Records for this exercise:
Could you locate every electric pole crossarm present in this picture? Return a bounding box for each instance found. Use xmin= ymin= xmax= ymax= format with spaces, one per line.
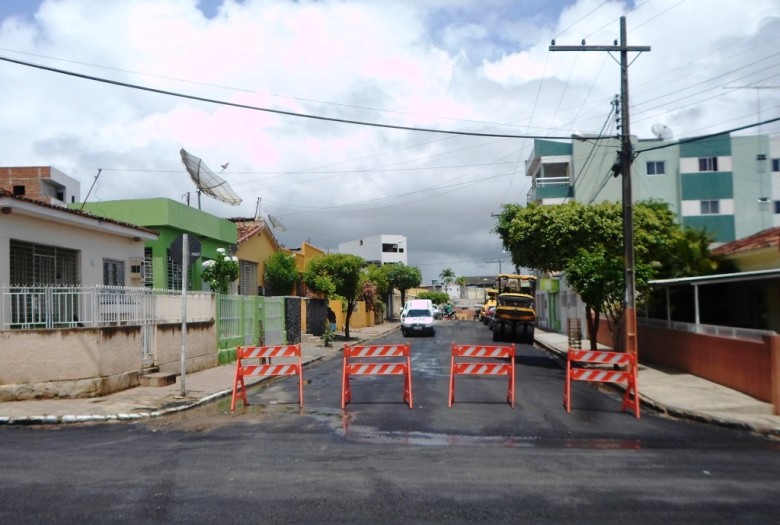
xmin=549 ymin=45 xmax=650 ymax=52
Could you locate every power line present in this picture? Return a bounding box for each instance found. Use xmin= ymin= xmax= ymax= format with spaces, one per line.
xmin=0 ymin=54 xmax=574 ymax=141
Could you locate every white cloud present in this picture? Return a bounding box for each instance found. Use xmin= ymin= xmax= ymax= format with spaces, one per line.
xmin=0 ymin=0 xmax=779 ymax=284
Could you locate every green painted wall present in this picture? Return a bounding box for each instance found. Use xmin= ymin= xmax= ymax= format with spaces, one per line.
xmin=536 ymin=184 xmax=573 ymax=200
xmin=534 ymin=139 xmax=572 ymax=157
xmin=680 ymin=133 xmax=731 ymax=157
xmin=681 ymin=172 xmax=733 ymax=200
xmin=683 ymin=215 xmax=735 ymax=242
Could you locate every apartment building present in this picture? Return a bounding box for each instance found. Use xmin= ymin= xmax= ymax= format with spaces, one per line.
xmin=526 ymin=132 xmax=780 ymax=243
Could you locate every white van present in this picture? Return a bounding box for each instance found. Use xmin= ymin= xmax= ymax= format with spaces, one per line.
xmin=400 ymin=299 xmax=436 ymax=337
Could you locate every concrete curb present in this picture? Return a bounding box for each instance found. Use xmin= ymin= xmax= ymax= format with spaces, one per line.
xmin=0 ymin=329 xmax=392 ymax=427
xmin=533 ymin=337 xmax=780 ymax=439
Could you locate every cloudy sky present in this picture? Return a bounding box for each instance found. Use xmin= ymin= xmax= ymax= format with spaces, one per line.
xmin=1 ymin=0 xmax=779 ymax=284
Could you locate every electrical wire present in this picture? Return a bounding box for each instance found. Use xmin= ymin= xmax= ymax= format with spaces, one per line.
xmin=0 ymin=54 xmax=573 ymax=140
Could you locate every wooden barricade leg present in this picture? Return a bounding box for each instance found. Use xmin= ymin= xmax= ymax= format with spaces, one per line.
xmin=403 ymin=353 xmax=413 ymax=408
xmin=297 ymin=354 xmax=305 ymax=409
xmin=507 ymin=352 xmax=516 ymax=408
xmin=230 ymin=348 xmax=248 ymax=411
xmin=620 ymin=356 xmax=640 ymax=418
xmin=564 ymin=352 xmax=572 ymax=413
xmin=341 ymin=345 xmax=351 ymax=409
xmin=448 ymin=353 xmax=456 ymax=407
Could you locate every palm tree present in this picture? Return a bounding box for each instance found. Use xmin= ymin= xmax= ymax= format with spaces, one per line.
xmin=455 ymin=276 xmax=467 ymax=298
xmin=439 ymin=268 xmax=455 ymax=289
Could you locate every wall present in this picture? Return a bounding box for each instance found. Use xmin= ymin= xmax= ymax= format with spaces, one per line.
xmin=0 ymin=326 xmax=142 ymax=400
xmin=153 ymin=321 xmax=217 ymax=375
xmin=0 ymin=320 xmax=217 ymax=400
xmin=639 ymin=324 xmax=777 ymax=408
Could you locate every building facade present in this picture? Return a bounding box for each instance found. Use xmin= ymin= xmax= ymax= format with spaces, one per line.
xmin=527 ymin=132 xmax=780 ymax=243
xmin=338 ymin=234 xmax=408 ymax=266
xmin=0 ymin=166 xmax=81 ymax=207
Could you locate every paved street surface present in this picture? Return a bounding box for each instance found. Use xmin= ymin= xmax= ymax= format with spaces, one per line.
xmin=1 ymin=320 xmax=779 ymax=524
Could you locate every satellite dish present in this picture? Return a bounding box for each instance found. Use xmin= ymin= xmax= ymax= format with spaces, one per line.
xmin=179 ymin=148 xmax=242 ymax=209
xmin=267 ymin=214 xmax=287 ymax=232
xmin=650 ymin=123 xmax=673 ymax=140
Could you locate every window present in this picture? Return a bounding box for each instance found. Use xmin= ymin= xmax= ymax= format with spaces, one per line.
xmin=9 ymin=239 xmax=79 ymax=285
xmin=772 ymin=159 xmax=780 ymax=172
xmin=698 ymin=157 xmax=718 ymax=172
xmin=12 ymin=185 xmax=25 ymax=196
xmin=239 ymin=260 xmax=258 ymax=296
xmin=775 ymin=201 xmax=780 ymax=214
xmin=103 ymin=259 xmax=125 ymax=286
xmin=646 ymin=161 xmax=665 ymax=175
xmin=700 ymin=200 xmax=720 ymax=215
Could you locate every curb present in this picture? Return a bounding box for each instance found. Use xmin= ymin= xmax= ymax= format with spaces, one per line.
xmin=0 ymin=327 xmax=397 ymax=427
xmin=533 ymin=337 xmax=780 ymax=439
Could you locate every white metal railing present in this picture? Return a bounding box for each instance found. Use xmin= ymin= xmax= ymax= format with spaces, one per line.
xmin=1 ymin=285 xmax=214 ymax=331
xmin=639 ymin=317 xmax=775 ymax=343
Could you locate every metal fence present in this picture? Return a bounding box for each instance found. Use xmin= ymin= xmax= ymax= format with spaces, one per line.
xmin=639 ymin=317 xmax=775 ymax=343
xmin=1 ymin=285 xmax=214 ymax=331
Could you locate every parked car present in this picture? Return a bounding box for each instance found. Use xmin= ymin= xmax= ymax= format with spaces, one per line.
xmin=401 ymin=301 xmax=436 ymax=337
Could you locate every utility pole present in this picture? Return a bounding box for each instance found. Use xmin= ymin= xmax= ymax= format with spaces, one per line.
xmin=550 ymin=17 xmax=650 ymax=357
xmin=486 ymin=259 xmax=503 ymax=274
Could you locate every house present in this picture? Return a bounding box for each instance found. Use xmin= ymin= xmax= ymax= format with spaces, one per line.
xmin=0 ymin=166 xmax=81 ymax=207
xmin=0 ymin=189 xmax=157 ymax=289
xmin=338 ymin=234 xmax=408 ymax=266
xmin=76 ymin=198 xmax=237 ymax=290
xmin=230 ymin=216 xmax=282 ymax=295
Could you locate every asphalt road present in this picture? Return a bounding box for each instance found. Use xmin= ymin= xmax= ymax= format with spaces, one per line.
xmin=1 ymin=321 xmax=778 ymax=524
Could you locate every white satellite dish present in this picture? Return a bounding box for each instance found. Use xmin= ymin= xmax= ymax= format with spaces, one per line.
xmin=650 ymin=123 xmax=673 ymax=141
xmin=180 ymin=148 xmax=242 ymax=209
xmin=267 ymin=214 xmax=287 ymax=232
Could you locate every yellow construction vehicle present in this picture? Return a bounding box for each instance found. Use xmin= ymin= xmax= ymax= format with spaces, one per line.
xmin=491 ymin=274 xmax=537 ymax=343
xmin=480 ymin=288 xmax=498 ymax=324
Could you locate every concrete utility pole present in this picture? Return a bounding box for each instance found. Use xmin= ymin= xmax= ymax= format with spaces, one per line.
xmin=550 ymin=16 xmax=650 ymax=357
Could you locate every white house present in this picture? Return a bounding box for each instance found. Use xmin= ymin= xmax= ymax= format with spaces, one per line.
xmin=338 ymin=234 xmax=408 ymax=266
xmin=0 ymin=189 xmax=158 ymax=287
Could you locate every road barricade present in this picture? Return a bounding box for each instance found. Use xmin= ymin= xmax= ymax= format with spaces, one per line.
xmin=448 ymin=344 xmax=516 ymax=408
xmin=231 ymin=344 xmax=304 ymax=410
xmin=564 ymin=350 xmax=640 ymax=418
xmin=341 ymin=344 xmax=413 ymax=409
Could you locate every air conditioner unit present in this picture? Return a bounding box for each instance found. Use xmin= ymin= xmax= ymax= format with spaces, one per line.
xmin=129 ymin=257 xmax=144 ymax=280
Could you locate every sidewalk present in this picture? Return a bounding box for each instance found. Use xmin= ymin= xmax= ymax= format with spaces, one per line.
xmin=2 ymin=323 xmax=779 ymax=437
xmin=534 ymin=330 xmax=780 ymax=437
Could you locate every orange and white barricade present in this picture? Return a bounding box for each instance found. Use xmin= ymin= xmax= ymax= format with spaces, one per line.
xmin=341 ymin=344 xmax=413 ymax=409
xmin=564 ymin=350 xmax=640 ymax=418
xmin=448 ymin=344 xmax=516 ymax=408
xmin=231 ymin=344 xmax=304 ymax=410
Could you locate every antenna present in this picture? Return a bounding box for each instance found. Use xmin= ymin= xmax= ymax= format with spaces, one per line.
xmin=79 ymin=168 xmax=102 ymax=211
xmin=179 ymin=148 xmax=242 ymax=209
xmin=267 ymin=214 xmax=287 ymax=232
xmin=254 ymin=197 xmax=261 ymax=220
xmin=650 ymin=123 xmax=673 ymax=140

Your instructions: Repeat the line that contains "Could you locate every concrete utility", then every line after it until the records end, with nothing added.

Solution to this task:
Could you locate every concrete utility pole present in this picture? Return a bounding box for each instance found. Use xmin= ymin= xmax= ymax= format with spaces, one per line.
xmin=550 ymin=16 xmax=650 ymax=357
Could you locate every white house present in this picture? Return a bounding box for each instance found. Use xmin= ymin= xmax= ymax= format with spaces, one per line.
xmin=338 ymin=234 xmax=408 ymax=266
xmin=0 ymin=189 xmax=158 ymax=287
Could you locate every road barricade present in this picture? Return a bounding box for each instance found. Use xmin= ymin= xmax= ymax= format with spaces, one per line.
xmin=448 ymin=344 xmax=516 ymax=408
xmin=231 ymin=344 xmax=304 ymax=410
xmin=564 ymin=350 xmax=640 ymax=418
xmin=341 ymin=344 xmax=413 ymax=409
Could you locate every air conditioner unit present in this picture? Return a bounding box for each instance found. Use xmin= ymin= xmax= ymax= format with spaces, one per line.
xmin=129 ymin=257 xmax=144 ymax=280
Could you locate every sidewalk present in this picture? Return a bounding box for each instance found. Use xmin= ymin= xmax= ymax= format with spaces, one per line.
xmin=2 ymin=323 xmax=779 ymax=437
xmin=534 ymin=330 xmax=780 ymax=437
Could you locate every orange and white barricade present in this picture? Return a bounding box for each instance found. Use xmin= ymin= xmax= ymax= format with spaces, one per line.
xmin=341 ymin=344 xmax=413 ymax=409
xmin=564 ymin=350 xmax=640 ymax=418
xmin=448 ymin=344 xmax=516 ymax=408
xmin=231 ymin=344 xmax=304 ymax=410
Could you locate every antenna present in this picture? Return a bounding box for each instance found. Use xmin= ymin= xmax= ymax= format with spaces, one per line.
xmin=79 ymin=168 xmax=102 ymax=211
xmin=179 ymin=148 xmax=242 ymax=209
xmin=267 ymin=214 xmax=287 ymax=232
xmin=254 ymin=197 xmax=261 ymax=220
xmin=650 ymin=123 xmax=673 ymax=140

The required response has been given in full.